About this task: The entries shown below are to be printed in full, unaltered.

Data:
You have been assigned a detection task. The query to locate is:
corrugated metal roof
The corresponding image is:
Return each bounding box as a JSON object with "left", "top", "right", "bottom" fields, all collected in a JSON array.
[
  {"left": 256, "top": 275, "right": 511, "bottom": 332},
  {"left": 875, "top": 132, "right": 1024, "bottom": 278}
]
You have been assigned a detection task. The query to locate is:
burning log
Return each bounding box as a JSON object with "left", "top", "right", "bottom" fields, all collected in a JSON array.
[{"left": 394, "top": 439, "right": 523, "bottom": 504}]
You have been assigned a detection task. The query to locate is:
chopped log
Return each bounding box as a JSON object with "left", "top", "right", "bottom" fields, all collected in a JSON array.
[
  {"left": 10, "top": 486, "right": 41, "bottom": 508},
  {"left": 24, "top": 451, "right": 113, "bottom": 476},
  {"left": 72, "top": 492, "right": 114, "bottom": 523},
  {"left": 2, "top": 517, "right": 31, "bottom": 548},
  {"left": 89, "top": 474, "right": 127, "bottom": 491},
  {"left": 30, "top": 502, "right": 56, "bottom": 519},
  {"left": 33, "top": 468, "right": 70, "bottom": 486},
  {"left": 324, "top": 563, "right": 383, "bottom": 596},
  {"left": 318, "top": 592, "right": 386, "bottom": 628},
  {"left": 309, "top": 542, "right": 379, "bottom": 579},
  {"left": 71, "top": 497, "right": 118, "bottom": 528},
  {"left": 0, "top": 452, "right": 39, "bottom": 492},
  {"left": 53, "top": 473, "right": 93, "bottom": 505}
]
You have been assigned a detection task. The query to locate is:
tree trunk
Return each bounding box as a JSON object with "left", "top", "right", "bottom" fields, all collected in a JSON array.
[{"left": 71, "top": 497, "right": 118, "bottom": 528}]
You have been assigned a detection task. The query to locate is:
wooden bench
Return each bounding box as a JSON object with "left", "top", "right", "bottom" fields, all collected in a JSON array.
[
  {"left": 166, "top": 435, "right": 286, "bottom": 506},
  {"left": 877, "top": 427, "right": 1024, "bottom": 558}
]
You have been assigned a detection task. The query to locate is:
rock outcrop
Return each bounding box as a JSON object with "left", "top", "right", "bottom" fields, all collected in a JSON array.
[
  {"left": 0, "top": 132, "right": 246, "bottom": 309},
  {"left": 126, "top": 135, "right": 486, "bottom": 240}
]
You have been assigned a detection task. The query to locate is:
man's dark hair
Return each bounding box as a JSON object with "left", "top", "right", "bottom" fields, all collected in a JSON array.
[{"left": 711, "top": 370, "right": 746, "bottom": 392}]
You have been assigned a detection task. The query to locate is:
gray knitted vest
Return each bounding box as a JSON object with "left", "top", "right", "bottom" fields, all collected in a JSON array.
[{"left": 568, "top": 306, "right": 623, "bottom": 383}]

Completed exercise:
You have been assigned a detection task. The query to locate is:
corrugated metal roof
The corresponding image is:
Return each bounding box as a JSON object with "left", "top", "right", "bottom" fields, all collected in a JSON array.
[
  {"left": 256, "top": 275, "right": 511, "bottom": 332},
  {"left": 875, "top": 132, "right": 1024, "bottom": 278}
]
You have been assigned a detection task. The query to locate is:
burning log
Return each bounding box as a JSON object with "left", "top", "right", "bottom" fields, all collected in a JSON array.
[{"left": 394, "top": 439, "right": 523, "bottom": 504}]
You have been assigned a detection task. The query to locate is:
chopped log
Return each bounding box as a JSON object with "left", "top", "right", "bottom" fields, all collected in a JSON array.
[
  {"left": 10, "top": 486, "right": 41, "bottom": 508},
  {"left": 24, "top": 451, "right": 113, "bottom": 476},
  {"left": 72, "top": 492, "right": 114, "bottom": 523},
  {"left": 2, "top": 517, "right": 31, "bottom": 548},
  {"left": 89, "top": 474, "right": 127, "bottom": 491},
  {"left": 30, "top": 502, "right": 56, "bottom": 519},
  {"left": 33, "top": 468, "right": 70, "bottom": 486},
  {"left": 324, "top": 563, "right": 383, "bottom": 596},
  {"left": 318, "top": 592, "right": 386, "bottom": 628},
  {"left": 309, "top": 542, "right": 379, "bottom": 579},
  {"left": 71, "top": 497, "right": 118, "bottom": 528},
  {"left": 0, "top": 452, "right": 39, "bottom": 492},
  {"left": 53, "top": 473, "right": 93, "bottom": 505}
]
You have been assigned a detection task. The query to locate is:
tree trunk
Return each bounding box as a JSON object with "left", "top", "right", "bottom" fields, all collected in a JSON array.
[{"left": 71, "top": 497, "right": 118, "bottom": 528}]
You have been assigned a detection task. The query to locate is:
wooden bench
Return each bounding box as a JSON object with "left", "top", "right", "bottom" fields, all collected in a JSON array.
[
  {"left": 166, "top": 435, "right": 286, "bottom": 506},
  {"left": 877, "top": 427, "right": 1024, "bottom": 558}
]
You have been assigned a detection task. The query to locate is:
rock outcrop
Return each bounding box as a JSON object with "left", "top", "right", "bottom" fields, all collected in a JSON array.
[
  {"left": 0, "top": 132, "right": 246, "bottom": 309},
  {"left": 126, "top": 135, "right": 486, "bottom": 240}
]
You have been assigned a detection task. The query to locate is:
man's dark hair
Return each bounding box as a JSON object with "left", "top", "right", "bottom" fields, all collected in a JSON array.
[{"left": 711, "top": 370, "right": 746, "bottom": 392}]
You have been assigned a detection task. The query to locate is:
gray knitted vest
Return each bounding box as a JSON object with "left", "top", "right", "bottom" fields, all collected in a JSON array.
[{"left": 568, "top": 306, "right": 623, "bottom": 383}]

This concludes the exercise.